======== EXTRACT

On the surface, there were only superficial commonalities between FLOTUS Grace Coolidge and her successor Lou Henry Hoover.
The FLOTUS Sorority
Many historians refer to the position of First Lady as a sorority. There are only a few dozen FLOTUSES across the generations, yet so many similarities to bind them. Many knew their predecessors and/or successors. Many were prominent women before they became FLOTUS.
Martha Washington and Abigail Adams became acquainted at the outset of Washington’s presidency, and AA famously wrote that she and MW “lived in habits of intimacy and Friendship.”
Dolley Madison, of course, knew just about everyone between Lady Washington and Sarah Polk.
The twenty-year close friendship between Theodore Roosevelt and William H. Taft was not overly embraced by their wives, who always remained pleasant, but cool.
In modern times, Eleanor Roosevelt could claim close kinship with one (Aunt Edith Roosevelt), and pleasant association with more than fifty years of FLOTUSes, fore and aft.
But real “friendship” is another story.
The Superficial Stuff…
Both Grace Goodhue Coolidge (1879-1957) and Lou Henry Hoover (1874-1944) were raised middle class. Grace was an only child; Lou had a younger sister by eight years, so in many ways, Lou was the “only.”
They looked nothing alike. Grace, perhaps 5’3”, dark, attractive and feminine, even as a child; Lou about 5’9,” fair complected, nice looking enough, and athletic.
Their upbringings were different. Iowa-born, Lou’s family moved to California (still the Wild West) when she was a child, thus she considered herself “western,” with the expansive western outlook and opportunities to grow – even for women. Grace was a Vermont New Englander, in a smaller environment, tied tighter to tradition than to exposure.
Both girls enjoyed good educations in the 1890s. Both were smart, but Lou was smarter. She liked the tough subjects (math and science) and excelled at them. Grace was humanities all the way.
Lou attended a two-year “normal” school (teachers’ college), and taught the tough subjects for a year. Then she enrolled at Stanford University, and became the first woman in the country to receive a degree in geology, definitely a man’s career. Grace went to the University of Vermont in Burlington and lived at home. She too became a teacher, but was directed into mastering sign language and teaching the deaf, or “special ed” today.
Both were personable and outgoing, and made friends easily. They both joined sororities. Grace became a founding member of UVT’s chapter of Pi Beta Phi and remained active in their affairs for the rest of her life. When Lou went to Stanford, she joined Kappa Kappa Gamma, and lived in the sorority house.

================
======== LISTED RECORDS

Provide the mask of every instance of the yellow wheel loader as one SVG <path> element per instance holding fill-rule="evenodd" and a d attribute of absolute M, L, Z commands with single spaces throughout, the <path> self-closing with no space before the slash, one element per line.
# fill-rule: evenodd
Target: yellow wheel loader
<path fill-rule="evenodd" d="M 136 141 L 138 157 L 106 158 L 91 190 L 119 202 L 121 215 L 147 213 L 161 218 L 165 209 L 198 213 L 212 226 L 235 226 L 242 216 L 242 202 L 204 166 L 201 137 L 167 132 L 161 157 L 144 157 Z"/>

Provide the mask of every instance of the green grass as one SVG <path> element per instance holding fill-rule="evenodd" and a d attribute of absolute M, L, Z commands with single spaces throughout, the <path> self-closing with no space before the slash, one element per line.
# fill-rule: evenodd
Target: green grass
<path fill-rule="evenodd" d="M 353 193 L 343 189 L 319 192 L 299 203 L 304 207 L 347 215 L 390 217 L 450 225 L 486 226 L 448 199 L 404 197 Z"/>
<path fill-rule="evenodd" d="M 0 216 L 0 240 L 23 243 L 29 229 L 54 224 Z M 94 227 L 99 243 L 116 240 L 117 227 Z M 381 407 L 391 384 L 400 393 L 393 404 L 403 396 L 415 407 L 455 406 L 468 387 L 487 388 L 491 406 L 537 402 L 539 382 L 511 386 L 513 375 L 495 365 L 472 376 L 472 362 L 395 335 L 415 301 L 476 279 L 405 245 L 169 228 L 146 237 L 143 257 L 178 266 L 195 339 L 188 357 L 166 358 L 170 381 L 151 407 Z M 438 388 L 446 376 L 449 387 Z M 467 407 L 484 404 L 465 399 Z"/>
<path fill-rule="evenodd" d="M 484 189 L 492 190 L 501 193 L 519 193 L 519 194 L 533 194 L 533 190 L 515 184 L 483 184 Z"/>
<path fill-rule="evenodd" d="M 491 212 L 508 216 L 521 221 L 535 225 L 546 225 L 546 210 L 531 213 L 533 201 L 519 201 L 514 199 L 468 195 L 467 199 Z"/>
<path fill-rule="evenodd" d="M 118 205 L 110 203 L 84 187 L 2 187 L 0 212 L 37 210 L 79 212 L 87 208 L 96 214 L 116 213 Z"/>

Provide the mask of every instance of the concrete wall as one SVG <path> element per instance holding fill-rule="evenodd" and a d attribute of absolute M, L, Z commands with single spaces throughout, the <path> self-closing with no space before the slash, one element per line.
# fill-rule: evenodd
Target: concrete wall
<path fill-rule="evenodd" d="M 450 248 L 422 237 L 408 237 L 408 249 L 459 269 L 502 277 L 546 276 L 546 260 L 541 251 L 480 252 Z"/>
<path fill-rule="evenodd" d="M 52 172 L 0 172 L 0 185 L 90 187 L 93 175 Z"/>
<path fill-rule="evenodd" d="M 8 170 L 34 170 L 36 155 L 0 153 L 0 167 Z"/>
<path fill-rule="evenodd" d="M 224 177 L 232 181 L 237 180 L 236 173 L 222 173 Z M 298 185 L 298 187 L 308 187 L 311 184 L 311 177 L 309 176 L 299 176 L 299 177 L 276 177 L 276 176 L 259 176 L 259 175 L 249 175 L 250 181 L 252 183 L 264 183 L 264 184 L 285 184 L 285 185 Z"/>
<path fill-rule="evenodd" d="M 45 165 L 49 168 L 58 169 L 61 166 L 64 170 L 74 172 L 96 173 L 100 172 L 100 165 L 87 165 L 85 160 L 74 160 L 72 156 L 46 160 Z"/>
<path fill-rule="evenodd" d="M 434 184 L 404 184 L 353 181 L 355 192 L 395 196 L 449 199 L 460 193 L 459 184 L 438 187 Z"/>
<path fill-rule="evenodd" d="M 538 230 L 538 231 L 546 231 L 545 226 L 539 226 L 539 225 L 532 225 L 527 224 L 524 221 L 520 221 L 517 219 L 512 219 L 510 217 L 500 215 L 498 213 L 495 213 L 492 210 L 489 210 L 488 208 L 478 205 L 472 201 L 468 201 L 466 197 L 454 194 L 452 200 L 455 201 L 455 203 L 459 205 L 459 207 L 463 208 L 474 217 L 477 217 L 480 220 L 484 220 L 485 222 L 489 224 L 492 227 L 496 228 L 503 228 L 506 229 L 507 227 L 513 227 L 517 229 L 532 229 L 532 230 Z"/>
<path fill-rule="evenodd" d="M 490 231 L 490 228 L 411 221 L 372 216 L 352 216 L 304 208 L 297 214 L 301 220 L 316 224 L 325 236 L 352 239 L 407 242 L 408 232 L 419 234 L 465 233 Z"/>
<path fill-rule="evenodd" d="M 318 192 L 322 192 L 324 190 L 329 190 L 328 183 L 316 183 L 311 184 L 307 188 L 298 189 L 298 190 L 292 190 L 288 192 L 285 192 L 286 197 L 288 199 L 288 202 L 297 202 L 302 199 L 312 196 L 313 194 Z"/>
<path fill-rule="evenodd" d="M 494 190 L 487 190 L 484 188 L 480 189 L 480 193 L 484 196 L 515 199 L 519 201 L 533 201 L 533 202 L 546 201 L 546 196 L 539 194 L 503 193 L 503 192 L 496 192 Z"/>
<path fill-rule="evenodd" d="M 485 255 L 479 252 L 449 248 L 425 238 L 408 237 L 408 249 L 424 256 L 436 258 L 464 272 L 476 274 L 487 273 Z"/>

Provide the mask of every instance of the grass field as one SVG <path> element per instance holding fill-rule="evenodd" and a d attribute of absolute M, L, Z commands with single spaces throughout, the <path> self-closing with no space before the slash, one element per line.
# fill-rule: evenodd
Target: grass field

================
======== LISTED RECORDS

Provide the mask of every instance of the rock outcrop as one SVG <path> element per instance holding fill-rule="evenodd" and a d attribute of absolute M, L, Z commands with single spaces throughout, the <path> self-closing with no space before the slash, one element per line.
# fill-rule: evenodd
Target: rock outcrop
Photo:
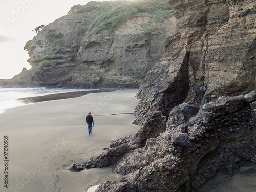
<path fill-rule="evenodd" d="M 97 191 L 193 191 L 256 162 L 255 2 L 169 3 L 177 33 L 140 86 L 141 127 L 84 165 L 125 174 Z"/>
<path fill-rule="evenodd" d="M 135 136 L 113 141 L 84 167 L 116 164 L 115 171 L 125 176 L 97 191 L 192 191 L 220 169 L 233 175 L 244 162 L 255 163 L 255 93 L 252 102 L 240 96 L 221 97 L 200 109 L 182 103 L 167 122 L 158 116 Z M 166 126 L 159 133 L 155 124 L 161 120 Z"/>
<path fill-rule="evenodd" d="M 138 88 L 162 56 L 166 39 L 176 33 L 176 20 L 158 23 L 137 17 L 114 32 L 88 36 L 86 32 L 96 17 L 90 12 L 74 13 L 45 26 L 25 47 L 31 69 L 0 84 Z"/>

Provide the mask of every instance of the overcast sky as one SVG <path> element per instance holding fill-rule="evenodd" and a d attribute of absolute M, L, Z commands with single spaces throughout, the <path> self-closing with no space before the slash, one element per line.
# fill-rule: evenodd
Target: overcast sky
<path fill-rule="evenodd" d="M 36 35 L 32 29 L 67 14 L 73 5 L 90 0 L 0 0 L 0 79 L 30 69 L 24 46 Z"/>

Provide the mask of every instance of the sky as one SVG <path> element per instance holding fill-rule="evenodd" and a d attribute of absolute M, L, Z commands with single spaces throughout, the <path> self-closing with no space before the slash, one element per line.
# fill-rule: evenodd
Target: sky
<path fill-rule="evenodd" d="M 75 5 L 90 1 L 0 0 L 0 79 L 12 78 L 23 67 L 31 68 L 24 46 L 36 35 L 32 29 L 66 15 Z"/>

================

_WHAT IS NEEDED:_ Continue the piece comparing Grace Coolidge and Lou Henry Hoover, starting after its last sentence and matching its tone.

_FINAL ANSWER:_
Nothing could be more polar opposite than Mrs. Coolidge and Mrs. Hoover.
Lou Hoover began married life in exotic China, with six servants, circumnavigated the world twice (with two children!), and translated and co-authored a Renaissance treatise on mining from the Latin – all before she was forty. Then the wealthy (self-made) Hoovers moved to an upscale London home, and remained there until WWI. Once they discovered humanitarianism on a grand scale, they became true career partners, each gravitating to what he/she did best.
Grace Coolidge, once married, became a traditional middle-class New England housewife and mother of two. She was active in her church, and, as the US inched toward involvement in WWI, she joined the Red Cross.
The Paths Intersect
In late 1920, Calvin Coolidge became the unlikely Republican Vice President to the equally surprising President Warren Harding. By that time Herbert Hoover was very well known, and became Secretary of Commerce.
It is common for “official families” (POTUS/VP/Cabinet members) to have numerous social occasions to meet, greet and interact. Mrs. Coolidge and Mrs. Hoover had a pleasant acquaintance, but once Harding died and Coolidge became President, the acquaintance deepened into a real friendship.
Their public personae were always different. FLOTUS Grace was stylish, warm-hearted, and extremely traditional in performing her duties. She also had a personality that endeared herself to just about everyone. Most people liked her immensely. FLOTUS-to-be Lou was a doer, an activist, and somewhat reticent outside her own circles.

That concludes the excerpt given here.